Short exercise: Return the passage from "We now have" to "questions if I may?" in the SAP investor event transcript below, copied word for word.
*** Document section
We have a unique ecosystem and, combined with our own workforce, we have a very high capability of innovation.
We continue to have good win rates, very strong competitive win rates against the competition.
We are very proud of the fact that, now that we have 82,000 customers we also have the highest customer rating satisfaction in the history of SAP, which makes us feel very, very good.
We have strong cost discipline in the Company.
We have a very healthy cash generation and a solid financial posture.
And at the end of the day, I think the strongest currency in 2009 is going to be trust and I believe many companies have a high degree of trust in SAP.
Thank you very much.
Stefan Gruber - Head of IR
Thank you Leo.
We now have time to take your questions.
Again a reminder for those of you who are on the Internet or are listening to this event by phone, please do send questions to investor@sap.com.
But I think we'll start here in the room in Frankfurt.
I see one question here from Raimo Lenschow, Merrill Lynch, and he's already using the microphone.
This is the proper protocol.
Raimo Lenschow - Analyst
Thanks.
Two questions if I may?
First of all, if I look into 2009 and to the cost situation there and the drivers for profitability, first of all on the Enterprise maintenance side, can you give us an idea about the uptick when you heard some numbers in Germany; 25% and a much higher number outside?
Just to give us a feeling how the acceptance level is in reality.
Also Business ByDesign costs.
I believe that's an item that shouldn't really happen 2009 and give us some benefit that maybe we can go into more detail on that one?
And then the second question is, on the Q4 savings of EUR220 million, I remember in the last recession, Werner, you were able to give us a bit of a breakdown to get a feeling where the savings were coming from and hence how sustainable they were in terms of travel, third party services.
Maybe that's possible this time around as well?
Thanks.
Werner Brandt - CFO
The first question is for Enterprise Support, and I understood it in a way that you were interested to see how this will impact our ability to increase support revenue in 2009.
Is it correct?
Yes, I think we said that the contribution on the top line of Enterprise Support in 2009 would be roughly, we said at that point in time I think EUR150 million.
That's still the case.
All the discussions we have in specific countries might result in us saying that it's around 10% to 15% less, but definitely not more.
And we have embedded this in our plan for 2009 already.
The second question was related to ByDesign costs.
I think when we announced the change [adoption] in our go-to-market strategy for Business ByDesign back in April, we said that we would stop accelerated investments for Business ByDesign.
So for the rest of 2008, and going into 2009, this is part of our overall R&D spending we have in our Company.
And as you know, we do not break this down to different areas in R&D, and I hope you understand that we are not going to do this for Business ByDesign going forward.
So be sure no accelerated investment, it's part of the overall R&D budget of SAP.
Now if you look to the EUR220 million, I tried to make clear that you cannot extrapolate these into 2009.
We have one-time expense items included on non-expense items if you will; I'll give you some examples.
Some of our AEs around the world haven't made their quota at all because at the end of the day it didn't deliver on the threshold, say X% of the quota, and therefore didn't receive their commission in 2009.
On the other side, we know that this very restrictive no travel for internal purposes cannot be held throughout 2009.
******
*** Material provided
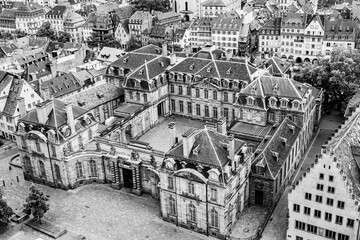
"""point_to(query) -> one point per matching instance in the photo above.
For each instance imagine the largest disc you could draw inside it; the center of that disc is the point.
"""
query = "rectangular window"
(173, 108)
(317, 213)
(338, 220)
(189, 107)
(181, 104)
(341, 204)
(328, 217)
(318, 199)
(296, 207)
(320, 187)
(330, 201)
(307, 210)
(198, 112)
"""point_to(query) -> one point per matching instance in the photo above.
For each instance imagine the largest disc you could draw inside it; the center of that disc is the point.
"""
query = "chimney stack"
(22, 107)
(232, 150)
(70, 118)
(172, 127)
(221, 126)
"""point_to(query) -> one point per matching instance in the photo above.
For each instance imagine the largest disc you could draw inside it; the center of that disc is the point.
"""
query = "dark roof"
(279, 145)
(59, 108)
(211, 148)
(61, 85)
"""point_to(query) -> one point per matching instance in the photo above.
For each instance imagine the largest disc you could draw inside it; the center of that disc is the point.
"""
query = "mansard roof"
(274, 152)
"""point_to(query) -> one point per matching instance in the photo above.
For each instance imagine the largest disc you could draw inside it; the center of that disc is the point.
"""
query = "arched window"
(93, 168)
(172, 206)
(214, 218)
(191, 213)
(27, 165)
(79, 172)
(57, 172)
(42, 169)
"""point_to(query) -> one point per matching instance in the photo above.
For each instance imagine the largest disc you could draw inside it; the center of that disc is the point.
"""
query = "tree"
(150, 5)
(5, 211)
(338, 75)
(46, 31)
(36, 203)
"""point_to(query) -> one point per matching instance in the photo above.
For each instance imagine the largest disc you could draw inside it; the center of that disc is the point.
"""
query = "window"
(172, 206)
(296, 207)
(328, 217)
(93, 168)
(317, 213)
(78, 168)
(215, 95)
(312, 228)
(343, 236)
(198, 109)
(197, 92)
(300, 225)
(215, 115)
(170, 183)
(189, 107)
(318, 199)
(57, 172)
(331, 189)
(341, 204)
(307, 210)
(226, 97)
(38, 148)
(188, 91)
(308, 196)
(330, 234)
(42, 169)
(320, 187)
(213, 194)
(329, 201)
(192, 213)
(191, 188)
(173, 108)
(181, 105)
(338, 220)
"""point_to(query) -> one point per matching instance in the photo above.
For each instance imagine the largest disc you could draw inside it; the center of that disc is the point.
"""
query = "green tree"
(47, 31)
(338, 75)
(36, 203)
(150, 5)
(5, 211)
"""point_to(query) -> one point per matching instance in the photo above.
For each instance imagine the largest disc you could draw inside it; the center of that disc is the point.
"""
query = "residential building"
(29, 18)
(56, 17)
(18, 97)
(269, 36)
(202, 192)
(74, 26)
(139, 22)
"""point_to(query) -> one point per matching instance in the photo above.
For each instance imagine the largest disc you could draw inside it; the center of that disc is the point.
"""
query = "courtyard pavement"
(277, 226)
(159, 136)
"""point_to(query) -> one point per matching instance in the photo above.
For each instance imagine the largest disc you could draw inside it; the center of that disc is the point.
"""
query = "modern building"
(204, 181)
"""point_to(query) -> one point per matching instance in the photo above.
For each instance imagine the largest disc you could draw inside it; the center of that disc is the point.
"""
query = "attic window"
(228, 71)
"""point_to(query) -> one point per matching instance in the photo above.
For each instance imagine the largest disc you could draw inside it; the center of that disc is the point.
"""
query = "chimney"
(22, 107)
(172, 128)
(70, 117)
(172, 59)
(232, 150)
(164, 48)
(188, 141)
(221, 126)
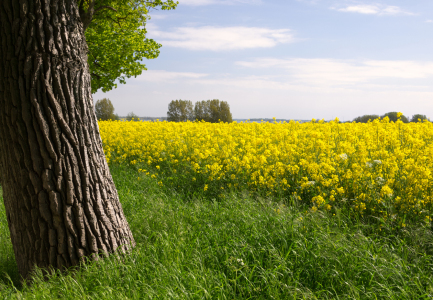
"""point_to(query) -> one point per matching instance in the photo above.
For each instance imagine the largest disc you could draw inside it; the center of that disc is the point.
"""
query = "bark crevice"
(61, 202)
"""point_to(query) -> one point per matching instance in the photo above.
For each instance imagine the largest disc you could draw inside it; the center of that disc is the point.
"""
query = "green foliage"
(393, 117)
(180, 111)
(213, 111)
(418, 118)
(117, 41)
(365, 118)
(105, 110)
(237, 248)
(132, 117)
******
Exercise answer:
We now have time to take your questions.
Again a reminder for those of you who are on the Internet or are listening to this event by phone, please do send questions to investor@sap.com.
But I think we'll start here in the room in Frankfurt.
I see one question here from Raimo Lenschow, Merrill Lynch, and he's already using the microphone.
This is the proper protocol.
Raimo Lenschow - Analyst
Thanks.
Two questions if I may?